Recorded data:
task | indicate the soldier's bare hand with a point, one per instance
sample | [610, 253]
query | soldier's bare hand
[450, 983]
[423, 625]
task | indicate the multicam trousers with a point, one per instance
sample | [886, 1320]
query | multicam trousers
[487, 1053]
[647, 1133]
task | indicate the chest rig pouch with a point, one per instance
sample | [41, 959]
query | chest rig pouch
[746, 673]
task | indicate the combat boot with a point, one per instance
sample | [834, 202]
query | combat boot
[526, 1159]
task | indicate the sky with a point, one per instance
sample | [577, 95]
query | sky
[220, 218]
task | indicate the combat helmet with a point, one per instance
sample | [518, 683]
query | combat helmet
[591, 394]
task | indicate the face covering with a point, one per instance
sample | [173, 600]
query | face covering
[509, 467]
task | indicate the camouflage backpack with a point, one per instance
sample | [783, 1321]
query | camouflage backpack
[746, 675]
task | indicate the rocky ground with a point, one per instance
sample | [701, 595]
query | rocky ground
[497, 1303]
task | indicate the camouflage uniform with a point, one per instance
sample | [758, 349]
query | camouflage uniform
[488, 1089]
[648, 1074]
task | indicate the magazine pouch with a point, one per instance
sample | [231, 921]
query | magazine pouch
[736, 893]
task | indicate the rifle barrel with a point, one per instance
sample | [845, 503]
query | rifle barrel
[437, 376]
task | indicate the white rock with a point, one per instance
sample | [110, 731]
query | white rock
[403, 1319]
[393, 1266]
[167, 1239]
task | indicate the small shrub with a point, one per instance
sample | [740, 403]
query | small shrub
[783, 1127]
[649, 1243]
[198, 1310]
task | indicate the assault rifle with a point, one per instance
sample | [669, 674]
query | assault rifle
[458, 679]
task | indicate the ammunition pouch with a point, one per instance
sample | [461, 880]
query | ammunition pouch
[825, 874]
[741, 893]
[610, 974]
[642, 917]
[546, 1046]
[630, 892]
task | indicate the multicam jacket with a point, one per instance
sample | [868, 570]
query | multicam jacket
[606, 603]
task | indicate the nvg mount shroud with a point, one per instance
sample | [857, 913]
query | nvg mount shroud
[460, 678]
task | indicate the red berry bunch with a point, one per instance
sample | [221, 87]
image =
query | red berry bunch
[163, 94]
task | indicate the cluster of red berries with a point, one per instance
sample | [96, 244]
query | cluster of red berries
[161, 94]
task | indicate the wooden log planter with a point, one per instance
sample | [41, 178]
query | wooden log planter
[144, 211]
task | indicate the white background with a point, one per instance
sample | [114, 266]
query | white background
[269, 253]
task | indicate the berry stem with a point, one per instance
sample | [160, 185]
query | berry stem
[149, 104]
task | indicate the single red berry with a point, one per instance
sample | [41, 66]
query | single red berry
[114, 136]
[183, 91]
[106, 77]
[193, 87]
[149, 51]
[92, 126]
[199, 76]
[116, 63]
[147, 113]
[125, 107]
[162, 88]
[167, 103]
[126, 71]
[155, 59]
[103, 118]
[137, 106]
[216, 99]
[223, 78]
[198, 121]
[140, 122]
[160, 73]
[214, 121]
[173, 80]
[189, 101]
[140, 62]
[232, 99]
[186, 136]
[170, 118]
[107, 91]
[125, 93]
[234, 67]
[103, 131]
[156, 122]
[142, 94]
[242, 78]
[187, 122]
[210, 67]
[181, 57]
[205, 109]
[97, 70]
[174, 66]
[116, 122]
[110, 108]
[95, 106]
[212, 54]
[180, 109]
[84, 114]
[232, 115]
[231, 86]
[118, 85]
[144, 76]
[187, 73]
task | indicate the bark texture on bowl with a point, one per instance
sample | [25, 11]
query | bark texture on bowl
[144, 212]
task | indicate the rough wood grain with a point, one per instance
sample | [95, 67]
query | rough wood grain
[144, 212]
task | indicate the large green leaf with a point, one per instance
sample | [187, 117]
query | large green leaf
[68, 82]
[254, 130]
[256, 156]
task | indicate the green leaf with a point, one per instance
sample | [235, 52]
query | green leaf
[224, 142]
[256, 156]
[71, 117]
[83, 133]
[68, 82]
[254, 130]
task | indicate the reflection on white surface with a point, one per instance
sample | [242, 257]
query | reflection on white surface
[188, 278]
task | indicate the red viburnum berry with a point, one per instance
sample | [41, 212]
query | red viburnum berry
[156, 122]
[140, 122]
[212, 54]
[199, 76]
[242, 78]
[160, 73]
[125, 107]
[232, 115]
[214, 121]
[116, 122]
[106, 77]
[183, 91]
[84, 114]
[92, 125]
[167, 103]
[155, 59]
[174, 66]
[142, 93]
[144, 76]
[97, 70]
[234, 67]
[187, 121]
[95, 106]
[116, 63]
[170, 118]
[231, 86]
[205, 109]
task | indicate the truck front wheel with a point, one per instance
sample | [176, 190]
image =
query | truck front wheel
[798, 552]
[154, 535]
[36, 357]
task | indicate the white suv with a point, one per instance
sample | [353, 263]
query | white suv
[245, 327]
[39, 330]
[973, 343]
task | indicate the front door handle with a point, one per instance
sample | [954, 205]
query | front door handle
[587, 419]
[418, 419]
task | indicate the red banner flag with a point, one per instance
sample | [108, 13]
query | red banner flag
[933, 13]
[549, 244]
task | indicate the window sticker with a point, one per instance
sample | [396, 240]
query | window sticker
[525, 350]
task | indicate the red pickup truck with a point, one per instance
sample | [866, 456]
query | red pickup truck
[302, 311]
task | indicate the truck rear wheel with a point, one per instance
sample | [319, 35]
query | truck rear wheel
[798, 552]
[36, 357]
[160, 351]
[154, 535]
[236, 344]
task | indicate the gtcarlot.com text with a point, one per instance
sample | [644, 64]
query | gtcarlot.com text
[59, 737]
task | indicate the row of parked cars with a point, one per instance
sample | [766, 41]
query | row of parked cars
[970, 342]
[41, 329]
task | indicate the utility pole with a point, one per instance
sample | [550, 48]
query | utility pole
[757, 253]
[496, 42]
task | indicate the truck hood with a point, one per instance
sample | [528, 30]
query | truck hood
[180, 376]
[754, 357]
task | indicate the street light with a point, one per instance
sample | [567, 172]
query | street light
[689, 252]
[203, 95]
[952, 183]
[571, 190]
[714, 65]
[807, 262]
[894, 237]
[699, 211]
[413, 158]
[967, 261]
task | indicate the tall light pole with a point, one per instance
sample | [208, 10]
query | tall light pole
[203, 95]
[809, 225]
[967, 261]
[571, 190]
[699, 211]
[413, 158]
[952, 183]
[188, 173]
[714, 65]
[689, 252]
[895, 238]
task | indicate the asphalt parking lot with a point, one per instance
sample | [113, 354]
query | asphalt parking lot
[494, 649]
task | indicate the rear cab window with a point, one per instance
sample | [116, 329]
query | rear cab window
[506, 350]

## [Short task]
Reproduce the entire listing above line for line, with no changes.

## [Answer to this exercise]
task | indicate the soldier's bare hand with a point, one per instance
sample | [610, 253]
query | soldier's bare hand
[450, 983]
[423, 625]
task | indicate the multicam trousers with a point, one per instance
sample | [886, 1320]
query | multicam trousers
[487, 1053]
[647, 1133]
task | indicate the chest rig pouch with a point, one per instance
sample | [41, 959]
query | chest rig pouch
[746, 673]
task | indicate the combat boot with a point, one per instance
sample | [834, 202]
query | combat boot
[526, 1159]
task | indicate the sky with a point, one per instance
sample | [577, 95]
query | sky
[220, 218]
task | indicate the combat helmet with a point, one per instance
sample | [518, 683]
query | combat helmet
[591, 394]
task | indicate the face covering with a point, one per instance
sample | [173, 600]
query | face covering
[509, 467]
task | indicate the camouflage backpack with a point, one per instance
sample | [783, 1321]
query | camouflage backpack
[746, 675]
task | indicate the rocky ground with a point, one per instance
sample | [701, 595]
query | rocky ground
[497, 1303]
task | indicate the camouflage uniform with a point, one per instance
sample | [758, 349]
query | camouflage uniform
[488, 1089]
[648, 1074]
task | indicate the magazine pouch with a point, one per instance
sample | [231, 921]
query | magazine pouch
[736, 893]
task | indicate the rifle barrel with a point, one per instance
sample | [845, 503]
query | rifle barrel
[437, 376]
task | indicate the white rock with a point, one per instance
sample | [110, 731]
query | white rock
[403, 1319]
[393, 1266]
[167, 1239]
task | indicate the small shrub with a point, one per instance
sample | [740, 403]
query | small shrub
[783, 1127]
[649, 1243]
[198, 1310]
task | indicate the assault rifle with a point, one per instance
sample | [669, 674]
query | assault rifle
[458, 679]
task | indicate the ammunition pouch with a point, one per instance
sample | [461, 880]
query | ammunition pouch
[825, 874]
[741, 893]
[610, 974]
[642, 917]
[546, 1046]
[630, 892]
task | indicate the multicam jacket with a point, one per instance
sample | [868, 570]
query | multicam jacket
[606, 603]
task | indicate the nvg mount shroud with a point, one per instance
sample | [857, 913]
query | nvg mount shroud
[460, 678]
task | indicate the red berry bunch with a point, one per instance
sample | [221, 87]
image =
query | red berry bunch
[163, 94]
task | indicate the cluster of red berries with a point, one per instance
sample | [96, 244]
query | cluster of red berries
[161, 94]
task | indicate the wooden log planter with a point, one per instance
sample | [41, 178]
query | wooden log planter
[144, 211]
task | indicate the white background with a point, one per instance
sample | [114, 266]
query | white background
[269, 253]
task | indicate the berry stem with a point, one per instance
sample | [160, 185]
query | berry stem
[149, 104]
task | indicate the single red berry with a point, one per instance
sample | [41, 66]
query | single red berry
[114, 136]
[183, 91]
[106, 77]
[193, 87]
[149, 51]
[92, 126]
[199, 76]
[116, 63]
[147, 113]
[125, 107]
[162, 88]
[167, 103]
[126, 71]
[155, 59]
[103, 118]
[137, 106]
[216, 99]
[223, 78]
[198, 121]
[140, 122]
[160, 73]
[214, 121]
[173, 80]
[189, 101]
[140, 62]
[232, 99]
[186, 136]
[170, 118]
[107, 91]
[125, 93]
[234, 67]
[103, 131]
[156, 122]
[142, 94]
[242, 78]
[187, 122]
[210, 67]
[181, 57]
[205, 109]
[97, 70]
[174, 66]
[116, 122]
[110, 108]
[95, 106]
[212, 54]
[180, 109]
[84, 114]
[232, 115]
[231, 86]
[118, 85]
[144, 76]
[187, 73]
task | indicate the bark texture on bowl with a point, one per instance
sample | [25, 11]
query | bark texture on bowl
[144, 212]
task | indicate the rough wood grain with a point, one per instance
sample | [95, 67]
query | rough wood grain
[144, 212]
task | indicate the large green leaf with a point, one per instance
sample | [187, 117]
query | large green leaf
[68, 82]
[254, 130]
[256, 156]
task | indicate the green leaf with a point, one per instance
sample | [235, 52]
query | green leaf
[224, 142]
[256, 156]
[71, 117]
[83, 133]
[68, 82]
[254, 130]
task | indicate the reflection on white surface with a point, one per instance
sample | [242, 257]
query | reflection on white surface
[188, 278]
task | indicate the red viburnum berry with a point, one per instance
sample | [41, 212]
query | red viburnum berry
[156, 122]
[140, 122]
[212, 54]
[199, 76]
[242, 78]
[160, 73]
[125, 107]
[232, 115]
[214, 121]
[116, 122]
[106, 77]
[183, 91]
[84, 114]
[92, 125]
[167, 103]
[155, 59]
[174, 66]
[142, 93]
[144, 76]
[97, 70]
[234, 67]
[187, 121]
[95, 106]
[116, 63]
[170, 118]
[231, 86]
[205, 109]
task | indicate the truck front wheel with a point, one per instance
sample | [176, 190]
image =
query | truck front wheel
[798, 552]
[154, 535]
[36, 357]
task | indicate the white suv with a point, one per instance
sample | [353, 263]
query | white suv
[245, 327]
[39, 330]
[973, 343]
task | indicate the front door handle with a point, one per instance
sample | [954, 205]
query | front door handle
[587, 419]
[418, 419]
task | indicate the red banner flag with a point, one per instance
sample | [108, 13]
query | red banner flag
[933, 13]
[549, 244]
task | indicate the window sticker with a point, one per instance
sample | [396, 240]
query | window sticker
[525, 350]
task | indicate the red pickup truck with a point, one per instance
sample | [866, 456]
query | red pickup truck
[302, 311]
task | indicate the truck rear wheel with a point, one per instance
sample | [319, 35]
query | truck rear wheel
[798, 552]
[36, 357]
[160, 351]
[154, 535]
[236, 344]
task | indicate the gtcarlot.com text with a point, one per instance
sample | [644, 64]
query | gtcarlot.com text
[59, 737]
task | indicate the row of parked cars with a point, one per instance
sample | [766, 41]
query | row of parked cars
[970, 342]
[41, 329]
task | indicate the utility pole with a point, one per instance
sample | [550, 48]
query | utility pole
[757, 253]
[496, 42]
task | indicate the truck hood with a point, one per instance
sample | [528, 30]
query | truck hood
[180, 376]
[754, 357]
task | indicate the street light with a point, one per instance
sample | [567, 172]
query | street light
[689, 252]
[203, 95]
[952, 183]
[571, 190]
[714, 65]
[807, 262]
[894, 237]
[699, 211]
[413, 158]
[967, 261]
task | indicate the tall light pole with a point, one per instance
sample | [208, 10]
query | tall light pole
[203, 95]
[809, 225]
[967, 261]
[571, 190]
[699, 211]
[413, 158]
[952, 183]
[188, 173]
[714, 65]
[689, 252]
[895, 238]
task | indicate the asphalt parking lot with a point, one per instance
sample | [113, 354]
query | asphalt parking lot
[494, 649]
task | indicate the rear cab window with a point, one per instance
sample | [116, 329]
query | rear cab window
[506, 350]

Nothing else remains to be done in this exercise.